Text:
━━━━━━━━━━━━━━━━━━━━━━━━━━━━━━

Rocky I & II (before Stallone was a joke).
Moulin Rouge (so tacky, it's great).
The Royal Tennenbaums (too clever by half).
Old Hong Kong cop movies with Jackie Chan or Chow Yun Fatt).
Any Bruce Lee movie.
Pacino flicks (ScarFace, Dog Day Afternoon, Serpico, Carlito's Way).
Apt Pupil (intensely suspenseful).
Any Hitchcock movie.
Purple Rain (Prince could act, even if it was himself).
The Terminator (I'll be back).
Young Frankenstein ("That's Frahn-ken-stein").


----------



## Arden (Dec 1, 2003)

hulkaros said:
			
		

> Too many movies that I like A LOT! No space to list them here


 Indeed.  Beyond the Matrix, I can never really think of anything.

I don't think I've seen anything enough times to count, except maybe the Star Trek or Star Wars movies.


----------



## diablojota (Dec 1, 2003)

The Pirates of Silicon Valley


----------



## Randman (Dec 1, 2003)

Ok, two more. Star Trek II: The Wrath Of Khan ("Revenge is a dish best served cold").
Ed Wood (great movie).


----------



## quiksan (Dec 1, 2003)

I haven't had a lot of movies come out in the past few years that have made THAT huge of an impression on me.  So part of my list is a little more old school:

Cool Hand Luke
Tombstone
The Usual Suspects
Braveheart
Dazed & Confused
original StarWars Trilogy (eps 4,5,6)
The Hustler
The Color of Money
The Godfather

Heat
Ronin
Black Hawk Down
Matrix (1st one)

━━━━━━━━━━━━━━━━━━━━━━━━━━━━━━

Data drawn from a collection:

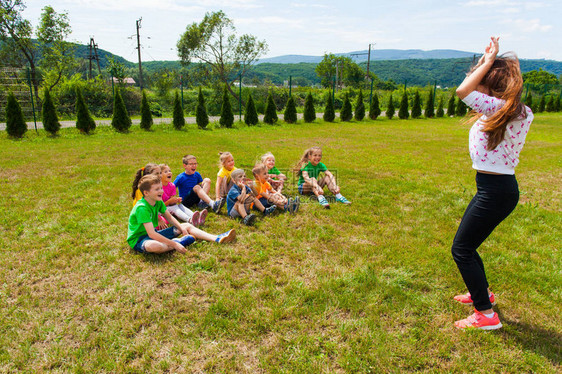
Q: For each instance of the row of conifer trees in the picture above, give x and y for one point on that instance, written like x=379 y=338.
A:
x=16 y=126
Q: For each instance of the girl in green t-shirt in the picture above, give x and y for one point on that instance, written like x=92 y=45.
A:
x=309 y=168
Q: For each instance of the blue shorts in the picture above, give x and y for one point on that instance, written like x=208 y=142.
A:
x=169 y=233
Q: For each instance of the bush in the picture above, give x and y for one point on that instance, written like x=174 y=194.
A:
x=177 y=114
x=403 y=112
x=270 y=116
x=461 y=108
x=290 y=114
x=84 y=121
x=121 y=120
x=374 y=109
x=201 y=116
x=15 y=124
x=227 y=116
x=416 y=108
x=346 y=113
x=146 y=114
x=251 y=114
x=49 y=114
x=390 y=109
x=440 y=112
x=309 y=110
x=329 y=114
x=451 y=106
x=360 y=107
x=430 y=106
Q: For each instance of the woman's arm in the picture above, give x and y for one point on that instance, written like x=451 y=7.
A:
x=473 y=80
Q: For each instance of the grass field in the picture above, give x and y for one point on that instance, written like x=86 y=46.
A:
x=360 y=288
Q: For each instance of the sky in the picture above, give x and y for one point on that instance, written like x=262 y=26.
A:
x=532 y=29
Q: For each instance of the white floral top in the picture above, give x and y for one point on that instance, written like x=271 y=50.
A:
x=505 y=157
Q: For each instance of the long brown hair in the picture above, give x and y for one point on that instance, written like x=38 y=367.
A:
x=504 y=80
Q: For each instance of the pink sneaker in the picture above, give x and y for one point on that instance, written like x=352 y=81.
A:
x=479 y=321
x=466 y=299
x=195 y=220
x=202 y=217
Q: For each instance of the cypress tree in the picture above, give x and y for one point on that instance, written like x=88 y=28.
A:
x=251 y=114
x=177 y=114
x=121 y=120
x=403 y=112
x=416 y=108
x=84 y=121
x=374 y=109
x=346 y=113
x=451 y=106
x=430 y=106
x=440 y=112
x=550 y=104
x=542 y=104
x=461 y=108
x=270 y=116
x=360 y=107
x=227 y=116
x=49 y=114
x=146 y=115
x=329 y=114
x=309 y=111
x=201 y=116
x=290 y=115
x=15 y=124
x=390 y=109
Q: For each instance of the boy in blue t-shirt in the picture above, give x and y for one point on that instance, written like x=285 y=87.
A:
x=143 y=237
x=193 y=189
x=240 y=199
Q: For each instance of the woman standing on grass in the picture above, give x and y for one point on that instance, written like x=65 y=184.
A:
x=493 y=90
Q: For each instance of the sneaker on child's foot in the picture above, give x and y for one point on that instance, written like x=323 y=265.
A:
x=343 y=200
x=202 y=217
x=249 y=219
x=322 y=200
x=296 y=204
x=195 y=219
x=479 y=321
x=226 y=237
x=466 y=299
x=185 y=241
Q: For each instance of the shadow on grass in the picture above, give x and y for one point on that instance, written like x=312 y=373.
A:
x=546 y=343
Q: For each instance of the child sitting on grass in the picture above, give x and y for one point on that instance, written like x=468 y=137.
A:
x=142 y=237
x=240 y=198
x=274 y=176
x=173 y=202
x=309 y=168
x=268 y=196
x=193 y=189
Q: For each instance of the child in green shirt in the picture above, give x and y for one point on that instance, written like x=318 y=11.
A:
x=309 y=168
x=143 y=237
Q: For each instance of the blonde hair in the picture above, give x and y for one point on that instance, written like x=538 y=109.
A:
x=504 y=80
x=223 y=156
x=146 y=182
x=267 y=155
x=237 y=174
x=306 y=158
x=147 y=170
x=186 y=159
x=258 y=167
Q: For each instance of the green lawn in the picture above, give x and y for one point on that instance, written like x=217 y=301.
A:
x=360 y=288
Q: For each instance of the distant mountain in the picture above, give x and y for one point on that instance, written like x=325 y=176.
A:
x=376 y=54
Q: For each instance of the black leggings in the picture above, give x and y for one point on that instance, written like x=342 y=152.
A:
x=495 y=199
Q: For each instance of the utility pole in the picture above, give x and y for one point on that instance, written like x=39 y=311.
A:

━━━━━━━━━━━━━━━━━━━━━━━━━━━━━━

Direction A: Name every Pacino film listed in parentheses in the forum thread on favorite movies.
Direction B: Carry on the forum thread on favorite movies from the point at which it stops.

Task response A: ScarFace, Dog Day Afternoon, Serpico, Carlito's Way

Task response B:
Ocean's 11 (remake)
Orange County
Happy Gilmore


I know there's a lot more that I haven't listed - I'm just brain cramping... but these are a good start.


----------



## Giaguara (Dec 1, 2003)

Oh, some more .. that I forgot.

*Requiem For A Dream* One of my all time favorites.
*Trainspotting.* Just hilarious.
*Pirates Of The Caribbean* maybe the best movie I have seen this year in cinema.
*Shrek*, *Ice Age*, *Monsters Inc* and many many cartoons like these. I love them. Finding Nemo was good but maybe not as appealing than Monsters Inc .. Oh, and the Aardman type movies like *Chicken Run* of course.
*Central Station* (Brazilian, I think from 98 or 99).. impressive. If you like Braz/ian movies, you'll like *City Of God* (Cidade de Deus) too.
I love Spanish movies. Almodovar is one of my early cinematographic fascinations, so I'd add *Live Flesh* (Carne Tremula), *All About My Mother* (Todo Sobre Mi Madre) and *Talk To Her* (Hable Con Ella) to the goooood movies-list. There are others of his I haven't seen yet, but when I find them, I'll see obviously, e.g. Women on the Edge of Nerval Breakdown (something like that). 
*Matrix* part 1 was fine, it didn't make me want to see part 2, .. now I can't decide if the part 3 is any better or worse than part 2.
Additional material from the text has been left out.